╭─ Data excerpts

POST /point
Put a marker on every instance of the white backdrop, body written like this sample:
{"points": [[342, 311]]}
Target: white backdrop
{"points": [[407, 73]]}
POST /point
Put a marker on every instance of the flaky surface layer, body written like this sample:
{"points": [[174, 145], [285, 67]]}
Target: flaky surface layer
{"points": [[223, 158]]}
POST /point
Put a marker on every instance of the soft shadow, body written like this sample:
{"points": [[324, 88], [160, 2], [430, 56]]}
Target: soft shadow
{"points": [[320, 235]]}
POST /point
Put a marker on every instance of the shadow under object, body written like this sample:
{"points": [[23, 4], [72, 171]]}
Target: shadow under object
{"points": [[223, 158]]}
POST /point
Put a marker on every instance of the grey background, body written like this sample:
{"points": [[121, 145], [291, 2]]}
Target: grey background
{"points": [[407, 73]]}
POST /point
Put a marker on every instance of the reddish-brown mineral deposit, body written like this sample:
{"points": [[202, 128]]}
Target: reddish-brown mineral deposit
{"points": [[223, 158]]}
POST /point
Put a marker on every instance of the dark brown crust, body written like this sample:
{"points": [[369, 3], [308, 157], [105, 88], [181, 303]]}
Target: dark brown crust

╰─
╭─ Data excerpts

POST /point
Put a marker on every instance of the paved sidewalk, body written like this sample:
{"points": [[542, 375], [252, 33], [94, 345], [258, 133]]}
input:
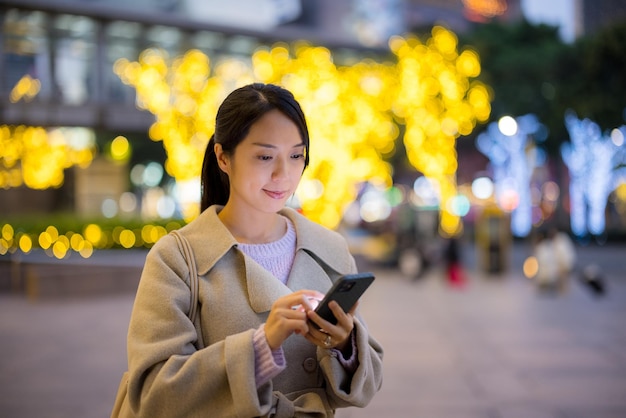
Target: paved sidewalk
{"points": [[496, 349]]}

╰─

• _Action item_:
Write only the number of lines above that contain "crust".

• _Completed task_:
2